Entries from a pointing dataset

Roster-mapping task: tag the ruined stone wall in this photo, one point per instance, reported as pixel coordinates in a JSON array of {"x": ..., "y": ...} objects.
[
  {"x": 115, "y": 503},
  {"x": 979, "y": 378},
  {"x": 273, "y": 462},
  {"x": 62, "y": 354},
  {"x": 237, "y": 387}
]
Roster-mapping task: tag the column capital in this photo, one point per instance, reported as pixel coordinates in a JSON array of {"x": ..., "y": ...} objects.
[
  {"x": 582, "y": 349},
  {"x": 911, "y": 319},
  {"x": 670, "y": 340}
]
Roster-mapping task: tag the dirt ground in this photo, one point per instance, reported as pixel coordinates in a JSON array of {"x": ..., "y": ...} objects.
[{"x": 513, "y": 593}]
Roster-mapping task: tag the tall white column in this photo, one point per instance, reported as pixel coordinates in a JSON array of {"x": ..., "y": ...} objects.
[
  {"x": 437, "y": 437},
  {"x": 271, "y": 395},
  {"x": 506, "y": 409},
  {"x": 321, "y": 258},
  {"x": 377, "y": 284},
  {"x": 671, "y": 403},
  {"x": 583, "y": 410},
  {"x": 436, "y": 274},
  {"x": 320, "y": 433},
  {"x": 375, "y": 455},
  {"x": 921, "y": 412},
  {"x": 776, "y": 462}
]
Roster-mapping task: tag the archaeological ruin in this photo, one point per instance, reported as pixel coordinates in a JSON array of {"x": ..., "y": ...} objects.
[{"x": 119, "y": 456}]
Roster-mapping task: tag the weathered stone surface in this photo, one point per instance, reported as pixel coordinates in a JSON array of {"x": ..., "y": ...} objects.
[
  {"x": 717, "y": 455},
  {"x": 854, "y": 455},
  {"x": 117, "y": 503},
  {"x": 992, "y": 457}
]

## TASK PROMPT
Write out the records exactly as they appear, beginning with the line that contains "Roster-mapping task: tag the column" and continuing through the end of the records, with both ends included.

## FULL RESPONSE
Roster-mapping task: tag the column capital in this photo, one point per instance, reported as pixel coordinates in a JSON array of {"x": ..., "y": ...} objects.
[
  {"x": 582, "y": 349},
  {"x": 911, "y": 319},
  {"x": 670, "y": 340}
]
Roster-mapping task: tag the dirt ground in this photo, one point per instance, reported as pixel coordinates in a JSON array of {"x": ..., "y": ...} objects.
[{"x": 513, "y": 593}]
Roster-mapping task: tag the tall white column in this photo, one point per instance, reported as pixel coordinates in a JSON array of {"x": ..., "y": ...} objects.
[
  {"x": 437, "y": 437},
  {"x": 271, "y": 395},
  {"x": 506, "y": 409},
  {"x": 321, "y": 258},
  {"x": 377, "y": 284},
  {"x": 671, "y": 403},
  {"x": 583, "y": 410},
  {"x": 436, "y": 274},
  {"x": 320, "y": 433},
  {"x": 375, "y": 455},
  {"x": 921, "y": 412},
  {"x": 776, "y": 462}
]
Roster-mapping task: tag the archaeological ruin in this photo, one point per instance, reported as pixel coordinates in a JSON array of {"x": ..., "y": ...} objects.
[{"x": 119, "y": 456}]
Roster-mapping task: tag the weathered stone surface in this photo, one point per instance, reported as pixel coordinates in a JSON array of {"x": ..., "y": ...} objects.
[
  {"x": 717, "y": 455},
  {"x": 854, "y": 455},
  {"x": 117, "y": 503},
  {"x": 992, "y": 457}
]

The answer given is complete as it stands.